*Data section*
········

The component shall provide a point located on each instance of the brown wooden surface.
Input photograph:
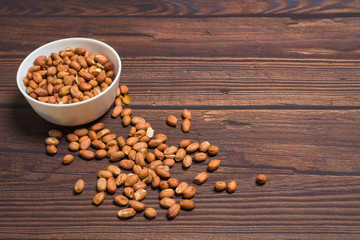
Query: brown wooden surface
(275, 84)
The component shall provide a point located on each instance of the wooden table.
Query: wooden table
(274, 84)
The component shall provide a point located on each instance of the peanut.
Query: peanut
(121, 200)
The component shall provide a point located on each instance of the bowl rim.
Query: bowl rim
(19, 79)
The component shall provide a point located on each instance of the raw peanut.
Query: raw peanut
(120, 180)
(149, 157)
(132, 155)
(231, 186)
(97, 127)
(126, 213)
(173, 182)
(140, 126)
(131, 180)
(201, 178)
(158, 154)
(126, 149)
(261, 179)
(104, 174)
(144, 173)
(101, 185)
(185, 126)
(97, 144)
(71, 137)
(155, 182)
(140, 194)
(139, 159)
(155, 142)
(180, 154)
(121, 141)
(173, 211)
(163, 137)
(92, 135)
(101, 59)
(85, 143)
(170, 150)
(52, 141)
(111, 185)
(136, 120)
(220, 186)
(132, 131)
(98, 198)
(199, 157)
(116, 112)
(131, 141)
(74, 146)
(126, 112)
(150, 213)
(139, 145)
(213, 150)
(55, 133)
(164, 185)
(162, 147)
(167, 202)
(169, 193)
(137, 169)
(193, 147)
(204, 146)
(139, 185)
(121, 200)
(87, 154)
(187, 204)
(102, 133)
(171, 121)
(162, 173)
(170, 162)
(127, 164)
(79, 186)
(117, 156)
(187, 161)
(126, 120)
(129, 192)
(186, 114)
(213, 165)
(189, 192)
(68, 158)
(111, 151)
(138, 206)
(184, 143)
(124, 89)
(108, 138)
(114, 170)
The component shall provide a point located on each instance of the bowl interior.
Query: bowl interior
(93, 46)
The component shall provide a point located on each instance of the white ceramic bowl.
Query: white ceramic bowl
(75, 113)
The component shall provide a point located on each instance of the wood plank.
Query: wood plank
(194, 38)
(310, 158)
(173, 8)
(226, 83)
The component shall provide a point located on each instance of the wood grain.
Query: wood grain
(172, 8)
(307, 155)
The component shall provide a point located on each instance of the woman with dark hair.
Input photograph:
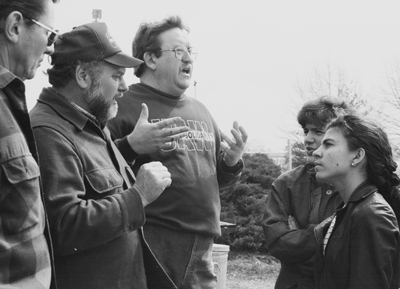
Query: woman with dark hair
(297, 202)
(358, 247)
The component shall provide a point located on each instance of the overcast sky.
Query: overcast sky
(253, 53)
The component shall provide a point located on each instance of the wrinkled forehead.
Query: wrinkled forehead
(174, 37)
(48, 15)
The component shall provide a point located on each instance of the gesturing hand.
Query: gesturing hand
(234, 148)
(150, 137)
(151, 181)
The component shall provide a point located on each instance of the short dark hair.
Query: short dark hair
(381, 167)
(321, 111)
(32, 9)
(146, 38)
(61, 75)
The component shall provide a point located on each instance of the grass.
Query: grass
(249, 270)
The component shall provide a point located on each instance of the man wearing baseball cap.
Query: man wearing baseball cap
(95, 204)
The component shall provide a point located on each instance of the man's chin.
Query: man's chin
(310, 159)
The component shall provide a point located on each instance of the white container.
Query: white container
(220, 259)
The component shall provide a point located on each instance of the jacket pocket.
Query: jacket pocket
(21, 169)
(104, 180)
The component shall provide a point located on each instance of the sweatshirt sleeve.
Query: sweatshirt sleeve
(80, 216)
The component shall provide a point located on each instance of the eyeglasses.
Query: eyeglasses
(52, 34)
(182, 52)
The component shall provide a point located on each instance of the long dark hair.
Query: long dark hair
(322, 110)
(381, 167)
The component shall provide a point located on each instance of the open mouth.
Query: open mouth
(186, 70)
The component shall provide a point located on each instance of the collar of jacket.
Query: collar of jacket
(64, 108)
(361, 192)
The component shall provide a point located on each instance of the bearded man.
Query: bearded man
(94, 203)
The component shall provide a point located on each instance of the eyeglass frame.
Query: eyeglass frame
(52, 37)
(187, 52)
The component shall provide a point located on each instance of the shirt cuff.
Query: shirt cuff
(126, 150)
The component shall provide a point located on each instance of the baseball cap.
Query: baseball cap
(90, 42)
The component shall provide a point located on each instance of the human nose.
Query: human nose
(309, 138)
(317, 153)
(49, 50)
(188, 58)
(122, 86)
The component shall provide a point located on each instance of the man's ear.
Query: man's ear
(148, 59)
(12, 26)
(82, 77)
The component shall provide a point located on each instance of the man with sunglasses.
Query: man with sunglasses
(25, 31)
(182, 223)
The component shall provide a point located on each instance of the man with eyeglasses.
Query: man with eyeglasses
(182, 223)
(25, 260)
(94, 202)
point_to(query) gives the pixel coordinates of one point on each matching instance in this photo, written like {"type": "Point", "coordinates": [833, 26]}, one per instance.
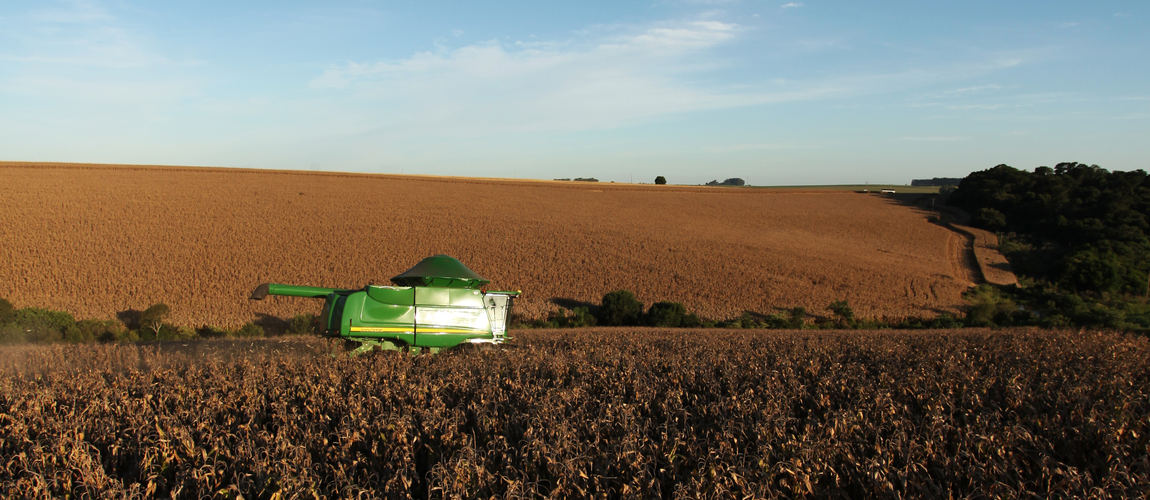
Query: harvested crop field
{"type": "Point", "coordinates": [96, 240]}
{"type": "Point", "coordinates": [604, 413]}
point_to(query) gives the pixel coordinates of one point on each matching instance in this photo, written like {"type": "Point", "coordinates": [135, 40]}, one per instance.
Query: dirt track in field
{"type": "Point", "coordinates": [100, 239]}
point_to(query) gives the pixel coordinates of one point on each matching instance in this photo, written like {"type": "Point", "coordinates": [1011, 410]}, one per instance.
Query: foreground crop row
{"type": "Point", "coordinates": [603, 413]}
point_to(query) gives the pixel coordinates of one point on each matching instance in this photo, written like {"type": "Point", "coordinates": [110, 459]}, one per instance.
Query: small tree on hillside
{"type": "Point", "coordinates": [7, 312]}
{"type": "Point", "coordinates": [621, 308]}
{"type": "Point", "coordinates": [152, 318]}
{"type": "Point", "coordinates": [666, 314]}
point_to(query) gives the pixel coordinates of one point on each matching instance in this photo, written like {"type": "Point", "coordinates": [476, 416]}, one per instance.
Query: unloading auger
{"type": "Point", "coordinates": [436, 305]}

········

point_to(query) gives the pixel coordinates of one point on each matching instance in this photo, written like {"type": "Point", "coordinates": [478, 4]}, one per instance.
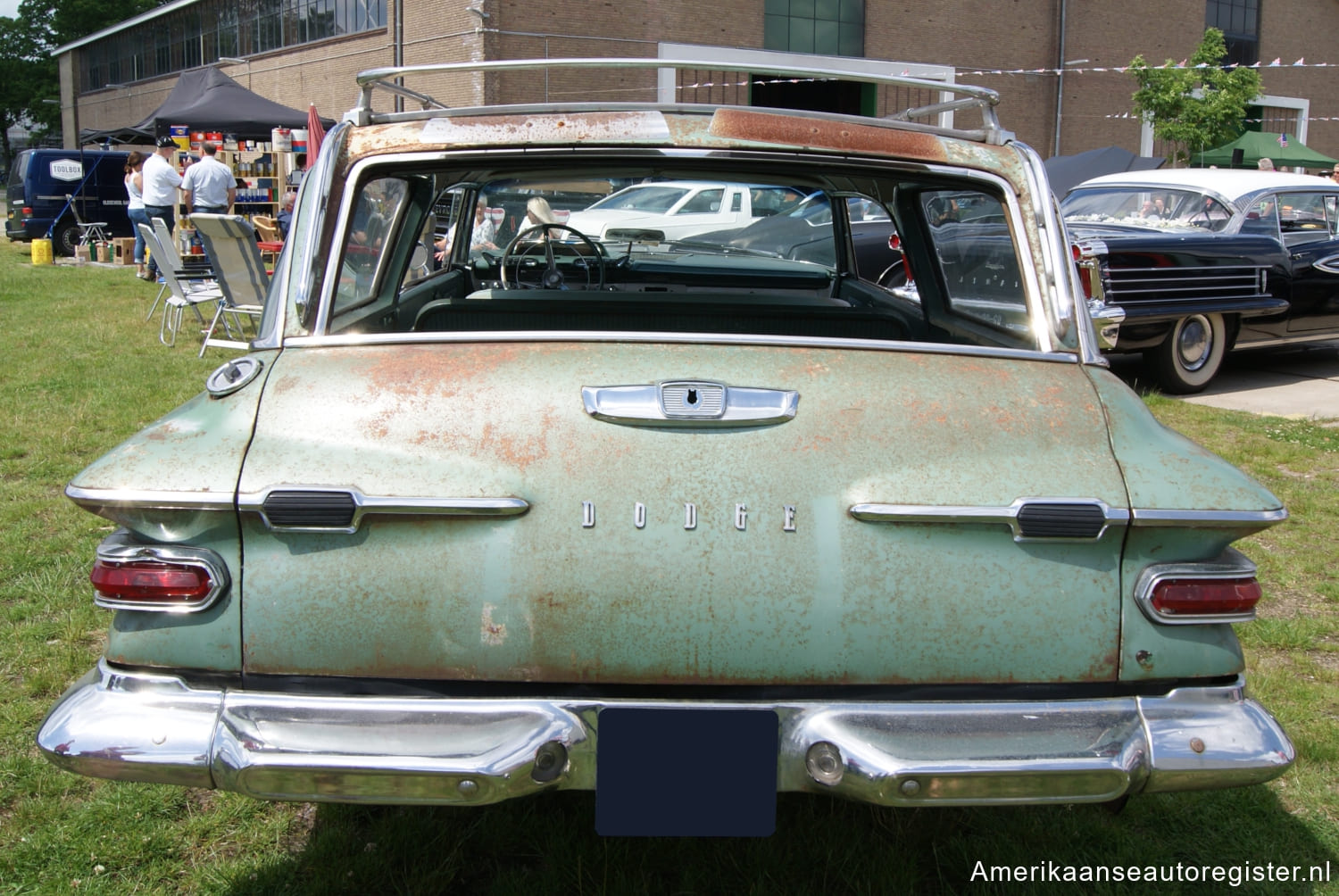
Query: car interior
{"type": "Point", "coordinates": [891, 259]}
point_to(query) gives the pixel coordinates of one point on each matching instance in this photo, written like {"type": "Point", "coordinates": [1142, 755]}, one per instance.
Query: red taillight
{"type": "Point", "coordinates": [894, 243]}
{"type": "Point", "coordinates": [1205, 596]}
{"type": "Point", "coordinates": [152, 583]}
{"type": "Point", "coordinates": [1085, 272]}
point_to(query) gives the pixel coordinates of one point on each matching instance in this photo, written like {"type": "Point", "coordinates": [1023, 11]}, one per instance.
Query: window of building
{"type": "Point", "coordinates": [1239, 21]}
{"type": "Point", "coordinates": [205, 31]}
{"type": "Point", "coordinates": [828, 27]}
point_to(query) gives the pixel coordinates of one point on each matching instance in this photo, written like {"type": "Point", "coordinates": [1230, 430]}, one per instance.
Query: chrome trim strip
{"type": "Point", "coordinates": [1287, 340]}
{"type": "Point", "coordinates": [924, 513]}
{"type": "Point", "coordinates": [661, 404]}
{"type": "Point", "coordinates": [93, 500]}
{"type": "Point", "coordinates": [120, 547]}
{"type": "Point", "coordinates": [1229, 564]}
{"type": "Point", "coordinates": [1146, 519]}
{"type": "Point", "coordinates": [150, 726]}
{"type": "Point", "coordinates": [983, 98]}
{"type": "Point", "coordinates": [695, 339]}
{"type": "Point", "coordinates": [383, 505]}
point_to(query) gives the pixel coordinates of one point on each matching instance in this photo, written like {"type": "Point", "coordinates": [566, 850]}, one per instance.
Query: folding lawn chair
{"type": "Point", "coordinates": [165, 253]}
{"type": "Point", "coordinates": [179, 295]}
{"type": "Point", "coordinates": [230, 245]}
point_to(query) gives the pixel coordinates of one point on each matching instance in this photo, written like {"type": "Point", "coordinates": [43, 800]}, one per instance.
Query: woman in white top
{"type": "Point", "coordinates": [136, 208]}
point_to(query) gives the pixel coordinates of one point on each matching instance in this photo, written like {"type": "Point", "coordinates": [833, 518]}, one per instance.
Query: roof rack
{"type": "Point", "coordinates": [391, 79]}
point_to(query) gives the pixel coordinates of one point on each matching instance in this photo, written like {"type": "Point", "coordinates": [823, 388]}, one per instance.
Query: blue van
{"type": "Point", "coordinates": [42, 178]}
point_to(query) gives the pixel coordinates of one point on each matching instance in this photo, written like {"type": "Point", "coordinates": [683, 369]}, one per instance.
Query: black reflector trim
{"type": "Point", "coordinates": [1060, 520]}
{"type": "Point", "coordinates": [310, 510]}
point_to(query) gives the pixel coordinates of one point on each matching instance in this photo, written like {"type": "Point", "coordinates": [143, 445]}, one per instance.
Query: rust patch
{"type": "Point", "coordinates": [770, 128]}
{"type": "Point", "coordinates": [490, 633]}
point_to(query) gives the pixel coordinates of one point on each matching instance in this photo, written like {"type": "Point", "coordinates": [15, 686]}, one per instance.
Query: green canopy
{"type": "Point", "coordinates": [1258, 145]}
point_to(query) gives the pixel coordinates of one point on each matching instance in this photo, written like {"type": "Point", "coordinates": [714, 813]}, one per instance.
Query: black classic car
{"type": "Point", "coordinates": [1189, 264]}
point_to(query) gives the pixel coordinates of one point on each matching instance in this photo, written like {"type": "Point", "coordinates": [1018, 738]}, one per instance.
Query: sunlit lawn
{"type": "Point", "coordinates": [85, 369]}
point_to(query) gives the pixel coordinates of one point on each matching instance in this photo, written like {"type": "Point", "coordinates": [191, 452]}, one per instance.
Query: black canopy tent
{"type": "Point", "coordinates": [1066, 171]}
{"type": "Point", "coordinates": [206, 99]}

········

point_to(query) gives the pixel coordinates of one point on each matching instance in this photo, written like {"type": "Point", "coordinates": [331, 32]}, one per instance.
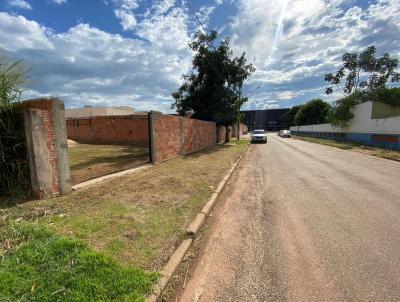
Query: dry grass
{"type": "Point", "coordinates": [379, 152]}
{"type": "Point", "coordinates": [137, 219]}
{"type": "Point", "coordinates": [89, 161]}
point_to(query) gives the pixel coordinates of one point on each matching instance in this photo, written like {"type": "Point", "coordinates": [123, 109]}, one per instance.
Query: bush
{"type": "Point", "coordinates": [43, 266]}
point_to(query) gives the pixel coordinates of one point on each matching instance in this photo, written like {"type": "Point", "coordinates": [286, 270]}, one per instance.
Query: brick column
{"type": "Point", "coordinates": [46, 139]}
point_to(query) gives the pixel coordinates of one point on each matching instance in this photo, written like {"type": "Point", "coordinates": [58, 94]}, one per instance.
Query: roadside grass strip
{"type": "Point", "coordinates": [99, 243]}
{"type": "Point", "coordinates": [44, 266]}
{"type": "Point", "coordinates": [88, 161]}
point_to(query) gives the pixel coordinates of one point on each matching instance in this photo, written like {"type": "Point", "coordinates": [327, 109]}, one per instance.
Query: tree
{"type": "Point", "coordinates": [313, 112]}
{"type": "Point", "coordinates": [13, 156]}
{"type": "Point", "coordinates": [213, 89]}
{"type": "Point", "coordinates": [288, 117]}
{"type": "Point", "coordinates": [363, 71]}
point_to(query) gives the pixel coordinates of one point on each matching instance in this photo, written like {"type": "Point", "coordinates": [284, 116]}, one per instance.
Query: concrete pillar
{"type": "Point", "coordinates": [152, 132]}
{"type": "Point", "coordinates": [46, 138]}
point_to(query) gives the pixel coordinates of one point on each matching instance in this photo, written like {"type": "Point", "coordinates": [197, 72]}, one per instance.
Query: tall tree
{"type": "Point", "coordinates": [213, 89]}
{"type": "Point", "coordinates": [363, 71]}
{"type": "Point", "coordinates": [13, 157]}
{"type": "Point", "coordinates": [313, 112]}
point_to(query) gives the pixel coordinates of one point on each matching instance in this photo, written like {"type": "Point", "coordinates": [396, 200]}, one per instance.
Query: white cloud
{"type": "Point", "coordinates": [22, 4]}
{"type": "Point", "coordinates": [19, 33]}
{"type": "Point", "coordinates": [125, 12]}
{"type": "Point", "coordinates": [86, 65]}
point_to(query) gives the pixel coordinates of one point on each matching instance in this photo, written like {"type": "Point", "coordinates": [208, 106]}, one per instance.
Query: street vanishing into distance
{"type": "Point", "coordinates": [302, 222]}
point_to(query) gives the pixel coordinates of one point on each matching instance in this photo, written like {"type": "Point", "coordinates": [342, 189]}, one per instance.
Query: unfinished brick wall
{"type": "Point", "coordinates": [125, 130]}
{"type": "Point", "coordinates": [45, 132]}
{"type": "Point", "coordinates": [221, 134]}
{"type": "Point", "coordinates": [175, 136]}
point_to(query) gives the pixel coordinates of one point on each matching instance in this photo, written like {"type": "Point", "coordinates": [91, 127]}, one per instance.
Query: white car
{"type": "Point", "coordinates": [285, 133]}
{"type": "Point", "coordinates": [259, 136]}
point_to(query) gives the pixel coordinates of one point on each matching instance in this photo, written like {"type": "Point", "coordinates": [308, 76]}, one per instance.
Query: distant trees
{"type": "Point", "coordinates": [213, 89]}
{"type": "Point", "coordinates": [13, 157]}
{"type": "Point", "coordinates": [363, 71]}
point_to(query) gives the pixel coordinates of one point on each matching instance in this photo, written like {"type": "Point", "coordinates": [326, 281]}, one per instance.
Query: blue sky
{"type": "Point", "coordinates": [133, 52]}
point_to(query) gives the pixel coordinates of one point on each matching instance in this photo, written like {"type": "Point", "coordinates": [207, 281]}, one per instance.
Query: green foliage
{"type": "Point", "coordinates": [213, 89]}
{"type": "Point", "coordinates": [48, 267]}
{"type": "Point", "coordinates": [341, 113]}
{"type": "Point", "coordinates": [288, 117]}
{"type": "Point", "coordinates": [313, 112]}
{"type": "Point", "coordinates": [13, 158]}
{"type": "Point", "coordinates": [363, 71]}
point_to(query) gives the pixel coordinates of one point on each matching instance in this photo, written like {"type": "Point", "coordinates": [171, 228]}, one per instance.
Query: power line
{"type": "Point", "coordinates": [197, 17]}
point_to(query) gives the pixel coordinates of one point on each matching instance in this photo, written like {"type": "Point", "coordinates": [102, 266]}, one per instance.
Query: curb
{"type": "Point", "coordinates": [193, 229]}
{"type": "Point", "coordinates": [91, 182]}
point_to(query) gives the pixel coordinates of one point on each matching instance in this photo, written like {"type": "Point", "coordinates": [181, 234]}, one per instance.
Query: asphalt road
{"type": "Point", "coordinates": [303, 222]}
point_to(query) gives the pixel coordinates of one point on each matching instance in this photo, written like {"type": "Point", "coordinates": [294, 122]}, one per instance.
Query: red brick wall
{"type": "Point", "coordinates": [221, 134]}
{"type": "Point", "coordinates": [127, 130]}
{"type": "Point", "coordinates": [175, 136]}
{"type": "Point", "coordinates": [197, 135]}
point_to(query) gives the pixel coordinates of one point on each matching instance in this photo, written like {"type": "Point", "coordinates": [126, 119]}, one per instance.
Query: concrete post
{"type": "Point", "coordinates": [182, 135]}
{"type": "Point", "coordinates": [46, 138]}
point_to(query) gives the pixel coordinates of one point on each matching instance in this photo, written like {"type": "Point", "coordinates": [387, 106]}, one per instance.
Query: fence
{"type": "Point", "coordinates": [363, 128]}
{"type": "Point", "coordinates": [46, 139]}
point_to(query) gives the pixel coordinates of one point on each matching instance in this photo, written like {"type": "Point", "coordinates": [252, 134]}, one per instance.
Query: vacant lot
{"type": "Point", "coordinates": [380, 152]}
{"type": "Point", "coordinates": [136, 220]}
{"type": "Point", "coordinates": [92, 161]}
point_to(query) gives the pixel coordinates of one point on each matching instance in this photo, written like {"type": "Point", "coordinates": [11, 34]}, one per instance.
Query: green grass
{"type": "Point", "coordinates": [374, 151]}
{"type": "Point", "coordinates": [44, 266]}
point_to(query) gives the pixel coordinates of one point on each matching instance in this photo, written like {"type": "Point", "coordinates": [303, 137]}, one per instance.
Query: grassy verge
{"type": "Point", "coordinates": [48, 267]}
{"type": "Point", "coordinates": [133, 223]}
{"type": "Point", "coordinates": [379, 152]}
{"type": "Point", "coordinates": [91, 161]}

········

*Task statement*
Gather every line of the material above that contains the word "interior".

*Completed task*
The component shall provide a point located on each instance of the bowl interior.
Query: bowl interior
Query: car interior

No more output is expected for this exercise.